## Work request
Please copy every record below exactly, but leave the pictures out.

## Region pointing data
****************************************

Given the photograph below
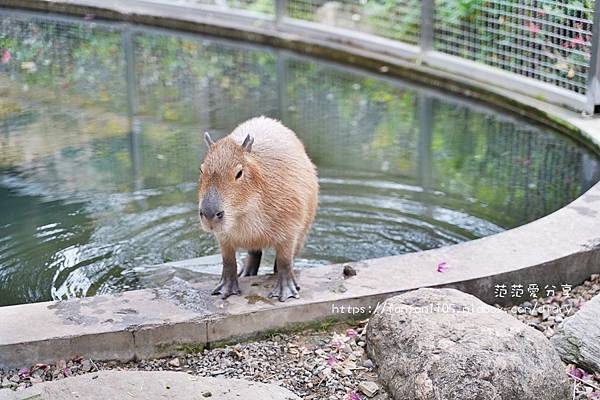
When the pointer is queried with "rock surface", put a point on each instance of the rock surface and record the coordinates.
(578, 338)
(444, 344)
(149, 385)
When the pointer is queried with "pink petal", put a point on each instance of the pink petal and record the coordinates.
(576, 372)
(534, 27)
(577, 40)
(5, 57)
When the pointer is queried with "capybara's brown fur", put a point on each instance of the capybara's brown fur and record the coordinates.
(258, 189)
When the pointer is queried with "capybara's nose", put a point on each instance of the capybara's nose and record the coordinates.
(211, 214)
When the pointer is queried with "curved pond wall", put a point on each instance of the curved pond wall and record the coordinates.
(559, 249)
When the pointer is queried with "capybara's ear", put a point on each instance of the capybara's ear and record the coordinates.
(208, 140)
(247, 145)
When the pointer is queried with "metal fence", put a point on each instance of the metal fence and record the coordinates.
(544, 48)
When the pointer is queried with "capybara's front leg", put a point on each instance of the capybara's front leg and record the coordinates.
(252, 263)
(228, 284)
(286, 285)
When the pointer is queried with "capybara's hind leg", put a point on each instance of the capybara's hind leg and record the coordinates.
(252, 263)
(228, 284)
(286, 285)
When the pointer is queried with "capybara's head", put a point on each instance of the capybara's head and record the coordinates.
(229, 179)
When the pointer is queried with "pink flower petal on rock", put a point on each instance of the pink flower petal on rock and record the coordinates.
(351, 333)
(5, 57)
(576, 372)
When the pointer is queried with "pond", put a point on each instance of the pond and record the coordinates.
(101, 139)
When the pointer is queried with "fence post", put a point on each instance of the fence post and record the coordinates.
(593, 84)
(280, 11)
(427, 10)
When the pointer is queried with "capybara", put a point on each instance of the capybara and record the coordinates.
(258, 189)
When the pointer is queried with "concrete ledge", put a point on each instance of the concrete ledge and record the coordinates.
(561, 248)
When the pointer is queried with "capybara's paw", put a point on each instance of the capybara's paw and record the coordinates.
(248, 271)
(226, 288)
(285, 288)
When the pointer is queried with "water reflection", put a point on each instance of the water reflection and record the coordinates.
(100, 138)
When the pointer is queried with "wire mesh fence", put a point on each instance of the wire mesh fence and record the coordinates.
(546, 40)
(399, 20)
(542, 39)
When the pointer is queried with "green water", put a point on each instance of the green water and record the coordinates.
(100, 143)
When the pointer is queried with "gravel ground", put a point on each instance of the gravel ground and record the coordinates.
(327, 364)
(546, 313)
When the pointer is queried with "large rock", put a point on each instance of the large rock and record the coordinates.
(577, 339)
(442, 344)
(106, 385)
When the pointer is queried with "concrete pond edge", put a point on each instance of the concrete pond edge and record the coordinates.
(558, 249)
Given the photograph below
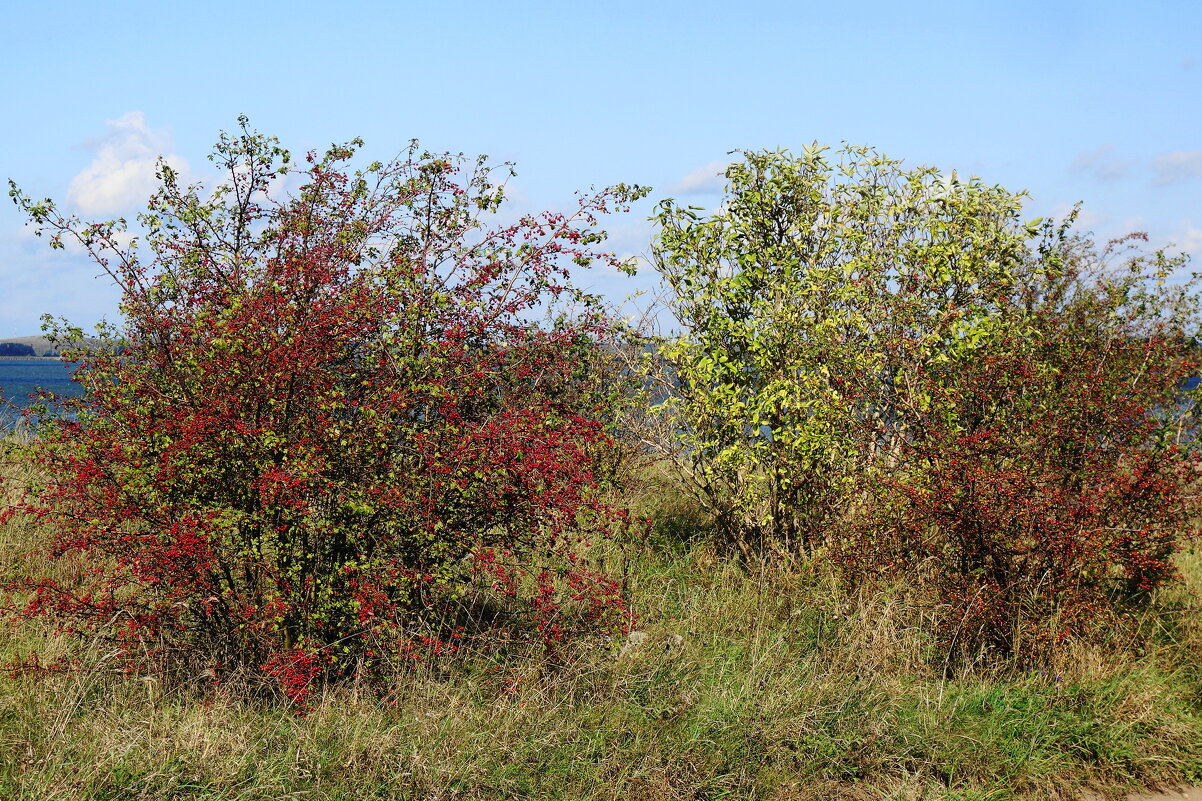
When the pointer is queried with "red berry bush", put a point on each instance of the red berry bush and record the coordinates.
(1047, 472)
(331, 435)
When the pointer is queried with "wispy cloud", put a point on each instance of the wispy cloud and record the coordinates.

****************************************

## Your solution
Given the photograph below
When the pointer is queried with "rock surface", put a point on each instance of the rock surface and record the coordinates.
(578, 338)
(444, 344)
(149, 385)
When the pointer is queried with "pink petal", put a point on each instance of the pink petal and record the coordinates.
(576, 372)
(534, 27)
(577, 40)
(5, 57)
When the pointer is queried with "capybara's brown fur", put a point on each instance of the capybara's brown fur and record the coordinates.
(258, 189)
When the pointer is queried with "capybara's nose", put a point on each instance of the capybara's nose and record the coordinates.
(211, 214)
When the pointer is queried with "curved pond wall", put a point on each instance of the curved pond wall and record the coordinates.
(559, 249)
When the pointer is queried with "capybara's ear", put a point on each instance of the capybara's ear and record the coordinates.
(208, 140)
(247, 145)
When the pointer is queried with "metal fence", put a point on each instance of the metal fence and record the coordinates.
(544, 48)
When the pointer is queried with "capybara's front leg", put a point on each instance of the capybara's front leg and record the coordinates.
(252, 263)
(228, 284)
(286, 285)
When the pointer is queried with "capybara's hind leg", put a point on each instance of the capybara's hind leg and record the coordinates.
(252, 263)
(228, 284)
(286, 285)
When the pointer is queried with "capybara's head", put a point on each instance of the capybara's head and record the coordinates.
(229, 179)
When the pointer is queried with "pink flower petal on rock", put a point on each instance of the pink flower petal on rock and record the coordinates.
(351, 333)
(5, 57)
(576, 372)
When the pointer is queried with "pond", put a point on each instance of the pond and record the coordinates.
(101, 139)
When the pointer is queried with "fence post", put a point on each instance of the fence post and record the coordinates.
(593, 84)
(280, 11)
(427, 10)
When the pointer is queried with "capybara", put a point on each instance of the capybara and record the coordinates.
(258, 189)
When the pointer is queried with "concrete ledge", put a point on each instance of the concrete ledge and record the coordinates.
(561, 248)
When the pointer is queried with "capybara's paw", put a point on each instance of the capybara's paw and record the coordinates.
(248, 271)
(226, 288)
(285, 288)
When the pointer is queried with "water reflection", put a point on each instance of the water reflection and record the coordinates.
(100, 138)
When the pointer is queried with "wire mesh fence", put a point on each instance of the wire mesh fence and record the coordinates.
(546, 40)
(399, 20)
(542, 39)
When the pointer is queried with "green water", put a point on each instance of the green water and record the coordinates.
(100, 143)
When the pointer is queried with "gravel ground", put a point on each instance of the gravel ground and record the coordinates.
(327, 364)
(546, 313)
When the pointer is queried with "large rock", put a point on each instance of the large rock and record the coordinates.
(577, 339)
(442, 344)
(106, 385)
When the pointer is queried with "concrete pond edge", put a point on each instance of the concrete pond edge and record the coordinates.
(558, 249)
Given the photograph below
When the pointer is queried with "red berry bush", put a point on each instance of the red berry bush and record the coordinates.
(1047, 472)
(331, 435)
When the pointer is queried with "wispy cloud", put a point on each instance of the wispy cloud and record the coordinates.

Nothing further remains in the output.